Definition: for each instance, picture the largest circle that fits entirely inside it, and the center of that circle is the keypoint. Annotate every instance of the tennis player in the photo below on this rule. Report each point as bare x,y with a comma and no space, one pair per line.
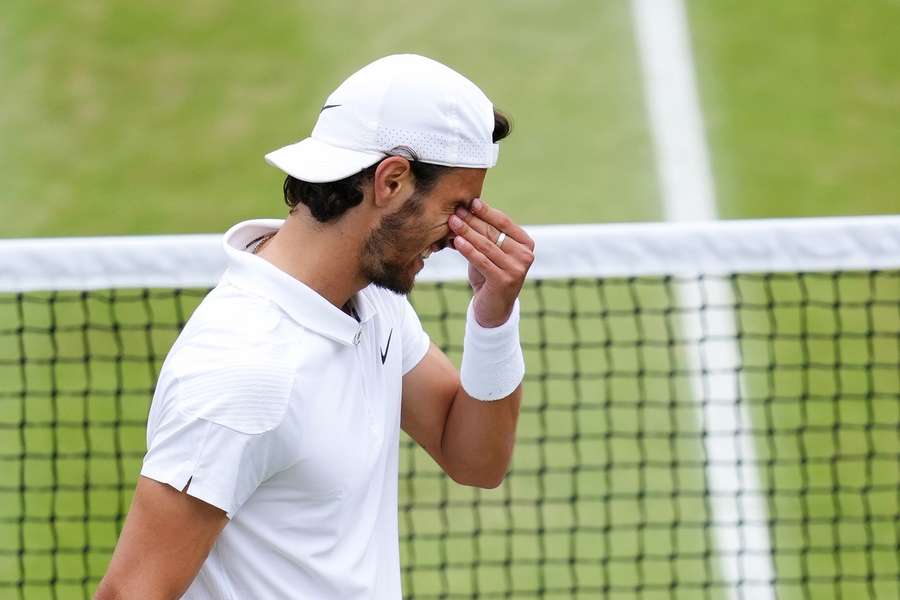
273,437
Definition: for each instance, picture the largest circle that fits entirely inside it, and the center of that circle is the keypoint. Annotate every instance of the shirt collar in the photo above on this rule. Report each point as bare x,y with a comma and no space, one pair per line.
304,305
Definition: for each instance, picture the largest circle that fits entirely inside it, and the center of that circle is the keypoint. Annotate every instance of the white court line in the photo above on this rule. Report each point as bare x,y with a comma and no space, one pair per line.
736,497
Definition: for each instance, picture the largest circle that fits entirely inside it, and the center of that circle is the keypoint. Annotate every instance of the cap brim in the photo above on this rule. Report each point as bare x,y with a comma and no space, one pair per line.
317,162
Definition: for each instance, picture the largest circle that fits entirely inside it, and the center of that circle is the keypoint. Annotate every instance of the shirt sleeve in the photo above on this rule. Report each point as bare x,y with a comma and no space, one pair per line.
220,464
415,339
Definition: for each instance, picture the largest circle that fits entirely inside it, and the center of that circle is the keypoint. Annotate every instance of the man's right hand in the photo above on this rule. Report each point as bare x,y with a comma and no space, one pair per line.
166,537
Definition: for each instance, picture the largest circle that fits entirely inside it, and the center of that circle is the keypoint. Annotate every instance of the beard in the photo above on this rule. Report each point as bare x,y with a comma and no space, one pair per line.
393,238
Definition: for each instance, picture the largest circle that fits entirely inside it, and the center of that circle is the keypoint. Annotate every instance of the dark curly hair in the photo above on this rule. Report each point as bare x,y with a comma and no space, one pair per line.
328,201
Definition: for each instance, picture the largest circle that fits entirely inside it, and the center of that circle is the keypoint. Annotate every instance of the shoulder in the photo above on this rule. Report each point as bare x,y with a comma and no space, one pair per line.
393,307
235,363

========================================

Your task:
Reproduce the data word for word, excluding its pictures.

Task solution:
Definition: for each instance, picture the largest circle that fits entirely inside it, and the center of that circle is the keypoint. Annotate every instance of the tennis player in the photo below on this rule. Report each point as bare x,y with a comma and no space, one pair per line.
273,437
Definition: for each instance, picture the largest circle that fits entirely inside it, and the center of that circle is the keypoint. Annotate every instance of the shirt collar in the photo above on this rule. Report each point as bare x,y with a comma and no space, one pair per line.
304,305
Definition: for each instance, picture the largest circle that fits entirely inside it, and the center of that circle is the keypoint. Annotate every instance of the white court line in the photo above on this rule. Report each point as bare x,y with a comma and no space, one pair per line.
736,497
Definition: for each instance, picture the largest circle that fits entirely inside it, and the center of that circle is the keypoint. Annotate every instance of the cap brim in the photo above on this rule. Report each point as bare x,y with a comma and no space, one pair per line.
317,162
Definition: for each instance, picture the largest circle that fits entirely inside it, and the center of that circle is the keypoint. Annotate every instance of the shirt sleeve in the photo above on this rule. Report each point as bare x,y with a comma and no space, one pair per line.
220,464
415,339
Definition: for each instance, picture the largest circle that fits entirely inside it, and the center of that circle is the keypoint. Annotate every instance of the man's right hand in the photo above on this rule. Report each point as bare x,y with a comma and no space, one pair per line.
166,537
Definition: for each instance, picture the largest circle that fits entirely inside it, and the center of that circle is the keypoint. Annotate every instance of the beard in the photo above on this rule. Report each point as bare x,y with a comma and no space, one pair per line.
393,238
Definition: for each instance, picture the largest circle that fits entirely inside it, and the center of that circle is the keypoint. Annotate every instance of the dark curly hair in the photo above on this rule. Report each point as bare x,y with a comma and no space, one pair per line.
328,201
Definition: for each instance, picture the largest circle that fits entirely inside it, and the center of that circle is the keypoint. Annotate every instance of the shoulder in the photo above on this rule. Report each point as bare x,y with a comma and no space, one pair per line.
393,307
235,363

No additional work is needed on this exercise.